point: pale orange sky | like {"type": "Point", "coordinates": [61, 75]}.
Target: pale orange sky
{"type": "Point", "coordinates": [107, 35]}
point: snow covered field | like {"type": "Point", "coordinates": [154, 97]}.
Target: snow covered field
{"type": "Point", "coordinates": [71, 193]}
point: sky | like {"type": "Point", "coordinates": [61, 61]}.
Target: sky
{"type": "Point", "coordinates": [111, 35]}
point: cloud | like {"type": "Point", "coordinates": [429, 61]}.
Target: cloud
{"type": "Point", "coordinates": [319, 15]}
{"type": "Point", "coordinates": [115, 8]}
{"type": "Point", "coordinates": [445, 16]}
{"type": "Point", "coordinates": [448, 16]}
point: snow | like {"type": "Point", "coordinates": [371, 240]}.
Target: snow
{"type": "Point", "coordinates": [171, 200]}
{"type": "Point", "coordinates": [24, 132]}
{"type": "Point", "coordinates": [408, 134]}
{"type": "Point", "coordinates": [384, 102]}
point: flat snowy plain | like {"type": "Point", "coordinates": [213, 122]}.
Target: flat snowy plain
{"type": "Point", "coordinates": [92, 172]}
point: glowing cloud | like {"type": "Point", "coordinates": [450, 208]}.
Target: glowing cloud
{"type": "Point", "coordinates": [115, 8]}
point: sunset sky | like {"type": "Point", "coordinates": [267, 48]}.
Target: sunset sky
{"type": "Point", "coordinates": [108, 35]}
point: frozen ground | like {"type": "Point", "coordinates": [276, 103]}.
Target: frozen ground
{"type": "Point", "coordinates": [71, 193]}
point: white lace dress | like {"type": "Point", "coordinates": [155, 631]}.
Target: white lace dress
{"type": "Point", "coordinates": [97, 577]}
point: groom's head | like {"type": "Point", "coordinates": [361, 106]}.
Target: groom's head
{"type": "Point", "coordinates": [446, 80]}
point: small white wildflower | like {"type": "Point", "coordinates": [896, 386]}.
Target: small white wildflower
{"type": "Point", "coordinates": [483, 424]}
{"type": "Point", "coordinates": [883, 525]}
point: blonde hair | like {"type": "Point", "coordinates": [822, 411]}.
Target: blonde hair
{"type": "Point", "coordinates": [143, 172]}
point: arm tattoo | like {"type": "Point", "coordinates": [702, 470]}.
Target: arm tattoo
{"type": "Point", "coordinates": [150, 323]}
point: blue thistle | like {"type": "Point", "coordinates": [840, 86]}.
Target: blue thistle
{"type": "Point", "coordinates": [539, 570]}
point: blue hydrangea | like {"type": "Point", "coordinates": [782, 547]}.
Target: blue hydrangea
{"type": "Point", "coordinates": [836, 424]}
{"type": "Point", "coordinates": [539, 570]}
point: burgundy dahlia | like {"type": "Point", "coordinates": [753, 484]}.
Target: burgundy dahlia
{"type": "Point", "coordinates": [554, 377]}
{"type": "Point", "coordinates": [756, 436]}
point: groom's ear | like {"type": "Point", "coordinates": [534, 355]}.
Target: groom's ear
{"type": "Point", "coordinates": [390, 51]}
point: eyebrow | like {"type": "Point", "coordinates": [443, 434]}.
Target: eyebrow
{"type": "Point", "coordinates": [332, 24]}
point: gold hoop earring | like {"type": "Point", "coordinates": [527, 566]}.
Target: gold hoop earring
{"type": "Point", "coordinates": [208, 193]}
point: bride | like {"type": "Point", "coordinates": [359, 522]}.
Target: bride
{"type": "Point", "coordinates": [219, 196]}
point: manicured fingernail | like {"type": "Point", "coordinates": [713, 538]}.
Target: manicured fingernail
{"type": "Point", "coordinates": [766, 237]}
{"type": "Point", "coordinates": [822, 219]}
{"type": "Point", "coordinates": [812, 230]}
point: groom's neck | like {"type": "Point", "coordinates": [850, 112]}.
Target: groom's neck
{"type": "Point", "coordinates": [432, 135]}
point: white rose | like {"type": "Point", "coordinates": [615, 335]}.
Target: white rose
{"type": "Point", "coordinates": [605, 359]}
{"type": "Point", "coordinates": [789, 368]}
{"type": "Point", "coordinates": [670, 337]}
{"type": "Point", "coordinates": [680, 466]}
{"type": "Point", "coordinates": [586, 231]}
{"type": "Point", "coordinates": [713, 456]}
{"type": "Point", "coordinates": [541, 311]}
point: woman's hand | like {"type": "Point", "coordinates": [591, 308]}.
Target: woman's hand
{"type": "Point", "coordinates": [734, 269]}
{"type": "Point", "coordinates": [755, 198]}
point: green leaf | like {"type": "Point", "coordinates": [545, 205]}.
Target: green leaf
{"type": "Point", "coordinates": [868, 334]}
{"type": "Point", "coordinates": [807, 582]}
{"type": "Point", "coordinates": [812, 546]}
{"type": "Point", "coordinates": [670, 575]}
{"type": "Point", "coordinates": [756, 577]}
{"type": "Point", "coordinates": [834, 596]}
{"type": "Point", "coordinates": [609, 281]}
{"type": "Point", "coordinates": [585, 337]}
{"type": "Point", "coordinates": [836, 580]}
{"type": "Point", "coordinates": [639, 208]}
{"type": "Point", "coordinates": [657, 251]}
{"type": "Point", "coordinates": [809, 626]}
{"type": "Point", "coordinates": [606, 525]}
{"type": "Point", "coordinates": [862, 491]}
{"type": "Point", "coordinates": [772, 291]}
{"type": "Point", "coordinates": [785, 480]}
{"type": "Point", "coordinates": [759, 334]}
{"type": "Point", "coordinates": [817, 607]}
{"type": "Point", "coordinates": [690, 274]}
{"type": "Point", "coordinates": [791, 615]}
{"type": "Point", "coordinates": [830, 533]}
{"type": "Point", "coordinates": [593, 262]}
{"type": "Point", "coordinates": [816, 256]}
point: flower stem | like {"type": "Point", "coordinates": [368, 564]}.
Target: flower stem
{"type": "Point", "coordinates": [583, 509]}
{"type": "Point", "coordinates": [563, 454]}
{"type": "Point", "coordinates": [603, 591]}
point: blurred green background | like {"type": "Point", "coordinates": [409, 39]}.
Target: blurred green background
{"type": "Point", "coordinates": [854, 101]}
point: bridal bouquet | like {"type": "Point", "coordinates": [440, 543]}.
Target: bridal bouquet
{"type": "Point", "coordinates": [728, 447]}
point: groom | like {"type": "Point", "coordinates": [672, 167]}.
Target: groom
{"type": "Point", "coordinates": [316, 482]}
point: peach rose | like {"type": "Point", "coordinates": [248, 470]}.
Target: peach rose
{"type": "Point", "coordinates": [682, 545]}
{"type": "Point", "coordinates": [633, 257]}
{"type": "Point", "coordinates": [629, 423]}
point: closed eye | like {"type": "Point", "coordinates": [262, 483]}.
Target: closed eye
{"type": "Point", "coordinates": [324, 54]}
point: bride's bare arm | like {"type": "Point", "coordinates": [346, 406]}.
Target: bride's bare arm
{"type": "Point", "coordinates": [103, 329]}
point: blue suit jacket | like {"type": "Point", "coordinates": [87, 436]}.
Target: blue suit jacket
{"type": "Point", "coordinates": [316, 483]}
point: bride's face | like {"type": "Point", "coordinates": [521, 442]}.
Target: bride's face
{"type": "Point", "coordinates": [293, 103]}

---

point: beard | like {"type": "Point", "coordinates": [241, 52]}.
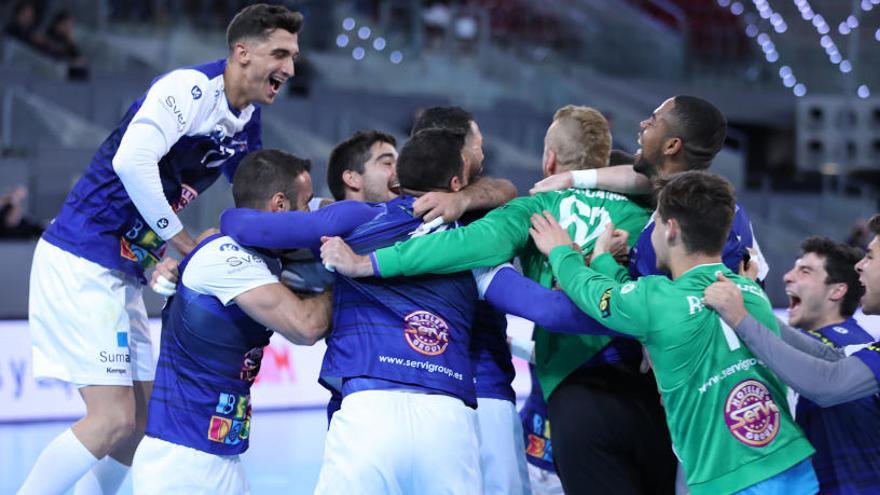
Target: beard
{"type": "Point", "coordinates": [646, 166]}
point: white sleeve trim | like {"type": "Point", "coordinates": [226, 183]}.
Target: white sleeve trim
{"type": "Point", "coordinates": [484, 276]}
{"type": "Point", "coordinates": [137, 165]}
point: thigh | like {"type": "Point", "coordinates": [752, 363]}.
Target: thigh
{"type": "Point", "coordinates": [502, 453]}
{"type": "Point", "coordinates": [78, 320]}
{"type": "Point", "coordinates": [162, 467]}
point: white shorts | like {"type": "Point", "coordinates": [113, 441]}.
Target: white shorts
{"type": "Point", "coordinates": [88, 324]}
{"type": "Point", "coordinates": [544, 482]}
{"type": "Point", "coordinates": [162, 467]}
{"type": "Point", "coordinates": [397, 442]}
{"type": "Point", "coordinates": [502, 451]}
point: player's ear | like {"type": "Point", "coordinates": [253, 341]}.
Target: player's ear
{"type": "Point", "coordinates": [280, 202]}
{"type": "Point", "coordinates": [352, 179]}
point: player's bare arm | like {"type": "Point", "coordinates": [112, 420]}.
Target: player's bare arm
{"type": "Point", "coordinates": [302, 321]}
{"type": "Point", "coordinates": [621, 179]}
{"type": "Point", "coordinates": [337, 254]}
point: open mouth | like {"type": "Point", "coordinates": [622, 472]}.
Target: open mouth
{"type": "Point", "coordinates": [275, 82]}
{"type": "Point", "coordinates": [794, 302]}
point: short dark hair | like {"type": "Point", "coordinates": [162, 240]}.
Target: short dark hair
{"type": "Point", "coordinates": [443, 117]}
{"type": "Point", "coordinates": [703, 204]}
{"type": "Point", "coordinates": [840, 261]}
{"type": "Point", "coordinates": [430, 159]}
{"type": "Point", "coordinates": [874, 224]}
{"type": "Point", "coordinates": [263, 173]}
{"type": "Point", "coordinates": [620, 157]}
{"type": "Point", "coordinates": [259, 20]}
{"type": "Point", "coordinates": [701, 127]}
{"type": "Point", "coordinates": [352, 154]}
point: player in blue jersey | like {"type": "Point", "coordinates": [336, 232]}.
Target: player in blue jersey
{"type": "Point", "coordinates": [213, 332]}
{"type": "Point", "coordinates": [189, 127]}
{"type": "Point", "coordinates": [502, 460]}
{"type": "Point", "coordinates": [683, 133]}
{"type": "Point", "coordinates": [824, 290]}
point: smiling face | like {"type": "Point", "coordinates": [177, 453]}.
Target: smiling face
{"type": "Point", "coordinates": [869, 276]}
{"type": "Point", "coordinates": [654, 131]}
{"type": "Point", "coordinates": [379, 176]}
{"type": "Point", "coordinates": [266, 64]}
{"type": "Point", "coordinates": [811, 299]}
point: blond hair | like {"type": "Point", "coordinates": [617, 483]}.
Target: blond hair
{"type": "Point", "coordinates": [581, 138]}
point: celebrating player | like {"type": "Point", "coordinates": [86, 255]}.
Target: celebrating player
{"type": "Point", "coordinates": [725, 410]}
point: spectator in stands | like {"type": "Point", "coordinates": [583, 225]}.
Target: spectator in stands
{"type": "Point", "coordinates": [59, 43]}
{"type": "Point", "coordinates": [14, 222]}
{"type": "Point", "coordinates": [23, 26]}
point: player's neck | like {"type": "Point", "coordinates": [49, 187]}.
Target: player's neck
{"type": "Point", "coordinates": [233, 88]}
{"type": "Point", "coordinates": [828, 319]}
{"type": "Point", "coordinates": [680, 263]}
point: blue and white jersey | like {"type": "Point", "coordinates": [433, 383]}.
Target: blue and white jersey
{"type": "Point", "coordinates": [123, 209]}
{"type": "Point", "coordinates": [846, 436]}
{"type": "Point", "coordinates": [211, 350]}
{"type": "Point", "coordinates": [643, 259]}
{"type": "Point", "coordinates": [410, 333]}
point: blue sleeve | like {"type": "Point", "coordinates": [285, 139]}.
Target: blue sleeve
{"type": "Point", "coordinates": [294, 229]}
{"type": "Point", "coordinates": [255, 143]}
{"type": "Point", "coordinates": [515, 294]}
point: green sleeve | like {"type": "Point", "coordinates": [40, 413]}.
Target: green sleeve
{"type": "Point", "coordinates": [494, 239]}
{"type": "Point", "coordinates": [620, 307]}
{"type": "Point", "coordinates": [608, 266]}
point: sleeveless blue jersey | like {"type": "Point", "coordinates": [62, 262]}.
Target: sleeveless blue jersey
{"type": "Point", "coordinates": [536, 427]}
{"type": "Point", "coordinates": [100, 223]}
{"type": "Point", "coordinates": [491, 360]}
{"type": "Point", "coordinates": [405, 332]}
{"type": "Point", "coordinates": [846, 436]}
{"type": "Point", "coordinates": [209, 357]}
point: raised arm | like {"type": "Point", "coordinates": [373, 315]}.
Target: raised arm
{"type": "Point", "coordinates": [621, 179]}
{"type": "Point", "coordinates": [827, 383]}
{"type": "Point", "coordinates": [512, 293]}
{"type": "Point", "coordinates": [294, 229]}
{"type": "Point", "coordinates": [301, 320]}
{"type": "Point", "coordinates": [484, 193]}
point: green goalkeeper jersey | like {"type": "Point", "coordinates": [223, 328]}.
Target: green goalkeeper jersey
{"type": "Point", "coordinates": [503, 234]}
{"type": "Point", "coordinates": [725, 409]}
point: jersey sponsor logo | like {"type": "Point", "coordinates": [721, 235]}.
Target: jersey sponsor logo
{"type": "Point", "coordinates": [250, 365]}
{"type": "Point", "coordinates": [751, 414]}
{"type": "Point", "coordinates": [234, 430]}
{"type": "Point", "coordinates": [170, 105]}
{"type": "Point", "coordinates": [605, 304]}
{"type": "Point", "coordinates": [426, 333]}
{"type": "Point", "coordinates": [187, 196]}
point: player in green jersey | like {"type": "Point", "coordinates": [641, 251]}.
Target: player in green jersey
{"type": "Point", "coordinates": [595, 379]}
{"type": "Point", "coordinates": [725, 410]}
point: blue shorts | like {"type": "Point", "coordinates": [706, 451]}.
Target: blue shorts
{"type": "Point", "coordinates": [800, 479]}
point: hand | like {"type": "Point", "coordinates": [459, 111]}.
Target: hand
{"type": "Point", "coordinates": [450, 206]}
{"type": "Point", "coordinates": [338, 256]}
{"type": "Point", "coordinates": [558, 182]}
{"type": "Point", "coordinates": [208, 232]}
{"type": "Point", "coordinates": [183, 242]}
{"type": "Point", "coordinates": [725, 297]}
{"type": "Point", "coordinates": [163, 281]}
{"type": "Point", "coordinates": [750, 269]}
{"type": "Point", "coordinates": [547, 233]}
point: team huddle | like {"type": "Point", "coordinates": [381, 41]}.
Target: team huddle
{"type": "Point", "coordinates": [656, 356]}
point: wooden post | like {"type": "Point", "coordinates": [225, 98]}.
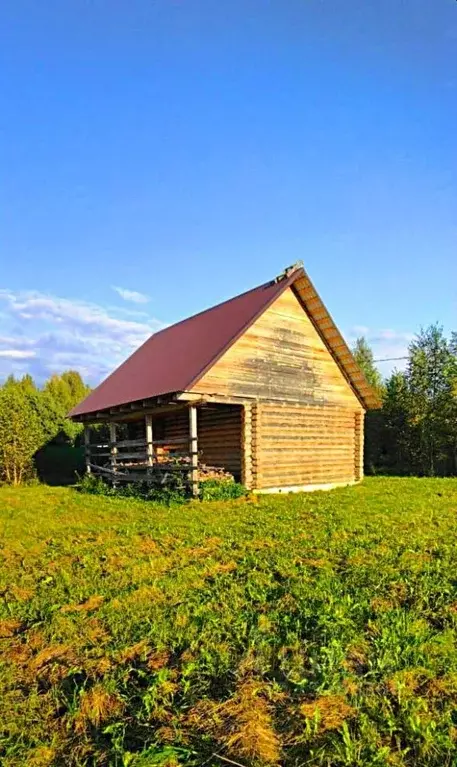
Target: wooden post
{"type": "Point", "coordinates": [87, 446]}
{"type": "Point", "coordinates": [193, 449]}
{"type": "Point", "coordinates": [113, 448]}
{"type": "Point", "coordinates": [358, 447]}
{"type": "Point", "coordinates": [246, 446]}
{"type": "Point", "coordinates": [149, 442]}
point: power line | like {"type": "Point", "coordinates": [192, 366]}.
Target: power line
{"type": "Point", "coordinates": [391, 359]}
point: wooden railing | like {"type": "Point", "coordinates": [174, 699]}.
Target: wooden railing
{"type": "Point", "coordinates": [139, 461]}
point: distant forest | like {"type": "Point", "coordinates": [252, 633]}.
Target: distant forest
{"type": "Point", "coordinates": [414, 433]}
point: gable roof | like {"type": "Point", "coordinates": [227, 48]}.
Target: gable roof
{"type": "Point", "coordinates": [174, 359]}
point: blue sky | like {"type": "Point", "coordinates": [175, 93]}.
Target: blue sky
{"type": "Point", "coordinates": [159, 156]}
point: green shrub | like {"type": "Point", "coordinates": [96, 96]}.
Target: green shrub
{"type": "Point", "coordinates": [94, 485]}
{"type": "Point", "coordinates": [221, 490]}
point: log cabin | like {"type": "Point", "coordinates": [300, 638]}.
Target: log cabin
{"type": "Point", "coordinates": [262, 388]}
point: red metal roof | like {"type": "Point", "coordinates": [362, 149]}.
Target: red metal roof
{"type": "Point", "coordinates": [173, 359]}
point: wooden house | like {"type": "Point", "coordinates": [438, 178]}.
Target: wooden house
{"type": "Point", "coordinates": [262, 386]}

> [Exercise goal]: Give again exactly, and only, the lines above starting at the one with "point: sleeveless blue" and ending at the one with "point: raised arm".

> [Expected answer]:
point: sleeveless blue jersey | like {"type": "Point", "coordinates": [62, 262]}.
Target: sleeveless blue jersey
{"type": "Point", "coordinates": [536, 427]}
{"type": "Point", "coordinates": [100, 223]}
{"type": "Point", "coordinates": [491, 360]}
{"type": "Point", "coordinates": [405, 332]}
{"type": "Point", "coordinates": [846, 436]}
{"type": "Point", "coordinates": [209, 357]}
point: raised arm | like {"type": "Point", "coordinates": [373, 315]}.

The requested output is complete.